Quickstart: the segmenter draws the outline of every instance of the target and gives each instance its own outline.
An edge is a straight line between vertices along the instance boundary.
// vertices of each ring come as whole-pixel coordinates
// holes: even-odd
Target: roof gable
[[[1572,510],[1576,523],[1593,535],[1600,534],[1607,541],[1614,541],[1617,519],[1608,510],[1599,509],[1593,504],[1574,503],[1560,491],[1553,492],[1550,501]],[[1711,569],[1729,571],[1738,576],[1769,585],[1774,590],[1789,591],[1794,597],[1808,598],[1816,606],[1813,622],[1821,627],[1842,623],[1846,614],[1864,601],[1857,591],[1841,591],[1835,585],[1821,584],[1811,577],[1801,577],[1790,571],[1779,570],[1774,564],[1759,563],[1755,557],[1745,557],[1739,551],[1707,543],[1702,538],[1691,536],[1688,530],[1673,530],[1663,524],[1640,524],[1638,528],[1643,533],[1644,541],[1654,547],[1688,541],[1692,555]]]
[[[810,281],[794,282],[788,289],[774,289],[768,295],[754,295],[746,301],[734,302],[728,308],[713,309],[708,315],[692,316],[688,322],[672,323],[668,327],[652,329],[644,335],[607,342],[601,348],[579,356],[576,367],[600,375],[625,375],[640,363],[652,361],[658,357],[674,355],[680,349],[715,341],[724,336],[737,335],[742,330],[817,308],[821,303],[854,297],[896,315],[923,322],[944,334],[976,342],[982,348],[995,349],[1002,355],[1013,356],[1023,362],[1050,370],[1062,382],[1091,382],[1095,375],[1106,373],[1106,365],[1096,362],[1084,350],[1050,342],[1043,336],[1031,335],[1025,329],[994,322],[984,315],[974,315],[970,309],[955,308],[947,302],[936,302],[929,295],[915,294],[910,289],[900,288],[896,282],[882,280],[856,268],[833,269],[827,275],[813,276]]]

________________________________________

■ **ACTIVITY**
Having read the material, return all of it word for word.

■ **ANSWER TO THE EXERCISE**
Quickstart: the segmenter draws the outline of every instance of the target and gives each instance its own outline.
An edge is a straight line between vertices along the instance boundary.
// vertices of each ring come as whole-pixel coordinates
// holes: even-odd
Target: roof gable
[[[1572,510],[1576,523],[1593,535],[1600,534],[1607,541],[1614,541],[1617,519],[1608,510],[1599,509],[1593,504],[1574,503],[1560,491],[1553,492],[1550,501]],[[1711,569],[1729,571],[1738,576],[1769,585],[1774,590],[1789,591],[1794,597],[1808,598],[1816,606],[1813,622],[1821,627],[1842,623],[1846,614],[1864,601],[1857,591],[1841,591],[1835,585],[1821,584],[1811,577],[1801,577],[1790,571],[1779,570],[1774,564],[1759,563],[1755,557],[1745,557],[1739,551],[1707,543],[1702,538],[1691,536],[1688,530],[1673,530],[1663,524],[1640,524],[1638,528],[1643,533],[1644,541],[1654,547],[1688,541],[1692,555]]]
[[[810,281],[794,282],[788,289],[774,289],[768,295],[754,295],[746,301],[734,302],[728,308],[713,309],[708,315],[692,316],[688,322],[672,323],[668,327],[652,329],[644,335],[607,342],[601,348],[579,356],[576,367],[600,375],[625,375],[640,363],[652,361],[658,357],[674,355],[680,349],[715,341],[724,336],[737,335],[742,330],[817,308],[821,303],[854,297],[896,315],[923,322],[944,334],[976,342],[982,348],[995,349],[1002,355],[1013,356],[1023,362],[1050,370],[1062,382],[1091,382],[1095,375],[1106,373],[1106,365],[1096,362],[1084,350],[1050,342],[1043,336],[1031,335],[1025,329],[994,322],[984,315],[974,315],[970,309],[955,308],[947,302],[936,302],[929,295],[915,294],[910,289],[900,288],[896,282],[882,280],[856,268],[833,269],[827,275],[813,276]]]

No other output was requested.